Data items
==*==
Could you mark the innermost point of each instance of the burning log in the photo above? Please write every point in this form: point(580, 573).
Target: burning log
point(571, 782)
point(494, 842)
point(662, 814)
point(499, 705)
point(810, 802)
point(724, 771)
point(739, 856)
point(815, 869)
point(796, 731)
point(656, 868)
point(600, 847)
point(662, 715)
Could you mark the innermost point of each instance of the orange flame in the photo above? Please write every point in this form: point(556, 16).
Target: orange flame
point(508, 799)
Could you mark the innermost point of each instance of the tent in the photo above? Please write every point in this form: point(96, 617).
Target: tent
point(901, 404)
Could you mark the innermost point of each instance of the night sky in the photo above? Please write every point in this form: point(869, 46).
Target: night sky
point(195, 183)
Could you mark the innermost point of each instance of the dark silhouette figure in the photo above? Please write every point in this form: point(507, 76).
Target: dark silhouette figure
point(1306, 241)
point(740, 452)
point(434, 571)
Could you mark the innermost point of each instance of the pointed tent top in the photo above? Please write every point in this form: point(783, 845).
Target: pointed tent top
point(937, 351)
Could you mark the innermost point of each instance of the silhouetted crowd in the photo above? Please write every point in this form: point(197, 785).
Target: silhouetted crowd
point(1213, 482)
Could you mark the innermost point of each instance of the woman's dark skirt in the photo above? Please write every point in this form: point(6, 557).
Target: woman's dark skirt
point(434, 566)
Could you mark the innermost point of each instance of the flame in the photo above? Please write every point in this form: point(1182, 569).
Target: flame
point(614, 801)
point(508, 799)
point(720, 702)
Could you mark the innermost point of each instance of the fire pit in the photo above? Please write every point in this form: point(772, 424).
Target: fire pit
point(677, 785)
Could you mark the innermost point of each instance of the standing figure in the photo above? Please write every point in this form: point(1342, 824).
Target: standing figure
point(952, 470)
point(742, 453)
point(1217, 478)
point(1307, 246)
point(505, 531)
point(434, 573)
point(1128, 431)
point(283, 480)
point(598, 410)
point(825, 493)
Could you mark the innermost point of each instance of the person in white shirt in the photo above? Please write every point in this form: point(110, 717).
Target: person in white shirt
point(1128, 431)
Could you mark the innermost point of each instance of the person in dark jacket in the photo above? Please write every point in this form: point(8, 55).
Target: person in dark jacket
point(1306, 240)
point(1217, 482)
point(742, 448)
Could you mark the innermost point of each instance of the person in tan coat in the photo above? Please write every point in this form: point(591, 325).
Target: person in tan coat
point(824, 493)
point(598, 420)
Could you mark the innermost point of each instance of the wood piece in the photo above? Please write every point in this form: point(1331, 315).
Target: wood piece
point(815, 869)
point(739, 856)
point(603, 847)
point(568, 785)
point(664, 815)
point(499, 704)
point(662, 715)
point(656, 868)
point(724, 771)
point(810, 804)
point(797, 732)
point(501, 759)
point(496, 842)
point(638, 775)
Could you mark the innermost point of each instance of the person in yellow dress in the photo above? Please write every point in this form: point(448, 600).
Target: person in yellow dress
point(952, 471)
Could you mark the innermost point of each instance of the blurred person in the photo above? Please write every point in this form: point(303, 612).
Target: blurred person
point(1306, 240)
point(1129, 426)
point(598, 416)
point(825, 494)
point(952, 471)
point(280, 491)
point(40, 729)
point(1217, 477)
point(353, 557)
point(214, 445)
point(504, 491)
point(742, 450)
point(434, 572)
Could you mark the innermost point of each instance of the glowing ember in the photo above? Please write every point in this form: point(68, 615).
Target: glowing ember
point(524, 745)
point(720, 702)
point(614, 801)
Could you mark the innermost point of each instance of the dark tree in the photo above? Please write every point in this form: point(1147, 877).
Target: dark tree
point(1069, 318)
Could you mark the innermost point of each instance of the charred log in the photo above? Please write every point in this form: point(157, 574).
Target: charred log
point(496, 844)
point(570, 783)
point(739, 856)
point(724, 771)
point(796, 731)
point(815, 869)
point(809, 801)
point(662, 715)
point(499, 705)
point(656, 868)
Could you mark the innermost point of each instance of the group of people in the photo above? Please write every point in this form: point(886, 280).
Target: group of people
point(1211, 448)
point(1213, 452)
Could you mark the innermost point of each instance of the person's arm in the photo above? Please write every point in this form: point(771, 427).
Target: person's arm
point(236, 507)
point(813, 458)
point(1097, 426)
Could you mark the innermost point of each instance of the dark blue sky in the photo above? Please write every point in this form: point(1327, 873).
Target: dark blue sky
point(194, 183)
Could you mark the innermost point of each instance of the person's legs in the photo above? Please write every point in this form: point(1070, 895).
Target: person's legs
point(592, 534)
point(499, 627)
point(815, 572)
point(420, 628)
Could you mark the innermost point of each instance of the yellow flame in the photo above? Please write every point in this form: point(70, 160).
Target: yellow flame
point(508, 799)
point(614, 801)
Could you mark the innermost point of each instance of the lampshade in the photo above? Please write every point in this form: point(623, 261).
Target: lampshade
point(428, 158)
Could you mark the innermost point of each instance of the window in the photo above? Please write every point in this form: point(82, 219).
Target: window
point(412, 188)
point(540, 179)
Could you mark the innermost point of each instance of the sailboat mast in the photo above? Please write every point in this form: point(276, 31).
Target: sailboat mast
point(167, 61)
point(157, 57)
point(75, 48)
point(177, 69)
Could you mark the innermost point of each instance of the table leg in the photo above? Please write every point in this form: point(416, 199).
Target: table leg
==*==
WORK TO COMPLETE =>
Render every line of the data items above as a numbered list, omitting any blank lines.

TASK SOLUTION =>
1. Could you mark the innermost point of each instance of the burning log in the photo above? Please write every point in this form: point(580, 573).
2. Target: burning log
3. point(571, 782)
4. point(494, 842)
5. point(662, 814)
6. point(499, 705)
7. point(810, 802)
8. point(724, 771)
9. point(739, 856)
10. point(815, 869)
11. point(796, 731)
12. point(656, 868)
13. point(600, 847)
14. point(662, 715)
15. Could you mark the innermost point of each instance of the orange flame in the photo above? Please write every point in this form: point(556, 16).
16. Target: orange flame
17. point(508, 799)
18. Could you mark the innermost point of each instance of the tent in the photo above? Please write every point in this form: point(96, 617).
19. Target: tent
20. point(901, 404)
21. Could you mark the innermost point of each instance of the night sky in the photo above? Please write every point in this form: point(869, 46).
22. Target: night sky
23. point(195, 183)
24. Could you mark the innermost point of each instance of the dark silhouette figure in the photo above? Please write every point in this form: point(507, 76).
25. Target: dark silhouette figure
26. point(1306, 241)
27. point(740, 452)
28. point(434, 571)
29. Could you mark the innermost point of each instance of the pointed tent top in the photo above? Please write every point in this form: point(783, 845).
30. Target: pointed tent top
31. point(937, 351)
32. Could you mark the innermost point of each instance of the silhouetted crowd in the photo above? Please write every point in this form: point(197, 785).
33. Target: silhouetted crowd
34. point(1213, 482)
35. Could you mark the innermost point of each instance of the woman's dark skirt in the photo above? Please write every point in this form: point(6, 557).
36. Target: woman's dark skirt
37. point(434, 566)
38. Could you mark the innermost point of each instance of the flame in the photo above? Please write every point in this form: point(1182, 569).
39. Target: flame
40. point(614, 801)
41. point(508, 799)
42. point(720, 702)
43. Could you mark the innermost point of each instance of the fire pit in the photo above? Please write every point in this form: point(772, 424).
44. Target: fire pit
45. point(677, 785)
46. Could you mark the innermost point of each instance of the standing figure in the photo above? Please write every point in this form: point(1342, 824).
47. Target: standing figure
48. point(952, 470)
49. point(742, 453)
50. point(1217, 478)
51. point(1307, 246)
52. point(505, 531)
53. point(434, 573)
54. point(1128, 431)
55. point(283, 480)
56. point(598, 410)
57. point(825, 493)
58. Could you mark the innermost point of each instance of the person in white shirt in the photo above? Please write every point in this form: point(110, 717).
59. Target: person in white shirt
60. point(1128, 431)
61. Could you mark the innermost point of each instance of the person in dark jacket in the photo above? Please write every point in this form: point(8, 55).
62. Target: person in dark jacket
63. point(1306, 240)
64. point(1217, 482)
65. point(742, 448)
66. Could you mark the innermost point of each instance of the person in tan coat in the photo above? Please write every point in this form: point(591, 325).
67. Target: person in tan coat
68. point(824, 493)
69. point(598, 420)
70. Could you mark the innermost point of each instance of the wood piece in the photo above? Please write every point in this form: point(1331, 315).
71. Target: wood piece
72. point(815, 869)
73. point(739, 856)
74. point(603, 847)
75. point(568, 785)
76. point(664, 815)
77. point(499, 704)
78. point(662, 715)
79. point(656, 868)
80. point(724, 771)
81. point(810, 804)
82. point(797, 732)
83. point(501, 759)
84. point(496, 842)
85. point(638, 775)
86. Could you mark the innermost point of each instance of the person in yellow dress in the photo above? Please write every point in this form: point(448, 600).
87. Target: person in yellow dress
88. point(952, 471)
89. Could you mark the innermost point of each instance of the blurred person in the photo above? Please write every point in this form: point(303, 612).
90. Target: blurred person
91. point(1306, 240)
92. point(1129, 426)
93. point(598, 416)
94. point(825, 494)
95. point(952, 471)
96. point(280, 491)
97. point(40, 729)
98. point(1217, 477)
99. point(353, 557)
100. point(214, 445)
101. point(504, 491)
102. point(742, 450)
103. point(434, 572)
104. Could you mark the innermost point of each instance of the glowing ember in the photo above? Please write every point in this form: point(68, 615).
105. Target: glowing ember
106. point(524, 745)
107. point(720, 702)
108. point(614, 801)
109. Could you mark the innermost point of each instance of the dark tree in the photo above? Please write every point in this form: point(1147, 877).
110. Target: dark tree
111. point(1069, 318)
112. Could you mark the innermost point of each instance of the charred log in the photo above? Please write every point in this form: point(157, 574).
113. Target: charred log
114. point(496, 844)
115. point(570, 783)
116. point(739, 856)
117. point(724, 771)
118. point(796, 731)
119. point(815, 869)
120. point(809, 801)
121. point(662, 715)
122. point(499, 705)
123. point(656, 868)
124. Could you mark the innermost point of each instance of the group of people in the photo above? Please write every point in this form: point(886, 280).
125. Target: group of people
126. point(1211, 448)
127. point(1213, 452)
128. Could you mark the innermost point of each instance of the person's arm in the photo above? Please write every point in this form: point(771, 427).
129. Target: person's arm
130. point(236, 507)
131. point(813, 458)
132. point(1097, 426)
133. Could you mark the innermost point of each instance of the dark blue sky in the photo above? Please write every point in this form: point(1327, 873).
134. Target: dark blue sky
135. point(194, 183)
136. Could you mark the innermost point of each instance of the person's legs in the photo above? Please write every point in this form: point(1070, 895).
137. Target: person's legs
138. point(592, 534)
139. point(499, 627)
140. point(815, 572)
141. point(420, 628)
142. Could you mark the innermost point of each instance of the yellow flame in the photo above? Please write every point in this form: point(70, 160).
143. Target: yellow flame
144. point(508, 799)
145. point(614, 801)
146. Could you mark the innermost point of each instance of the lampshade in the photo above? Please write every point in this form: point(623, 261).
147. Target: lampshade
148. point(428, 158)
149. Could you mark the innermost point of each instance of the window in the photo above? Please write every point in this form: point(82, 219).
150. Target: window
151. point(412, 188)
152. point(540, 179)
153. Could you mark the innermost point of each instance of the sailboat mast in the photo above? Please write every point in this form: point(276, 31).
154. Target: sailboat mast
155. point(167, 61)
156. point(157, 57)
157. point(75, 48)
158. point(177, 69)
159. Could you mark the innermost point of each instance of the table leg in the photo above? Please write every point in this form: point(416, 199).
160. Target: table leg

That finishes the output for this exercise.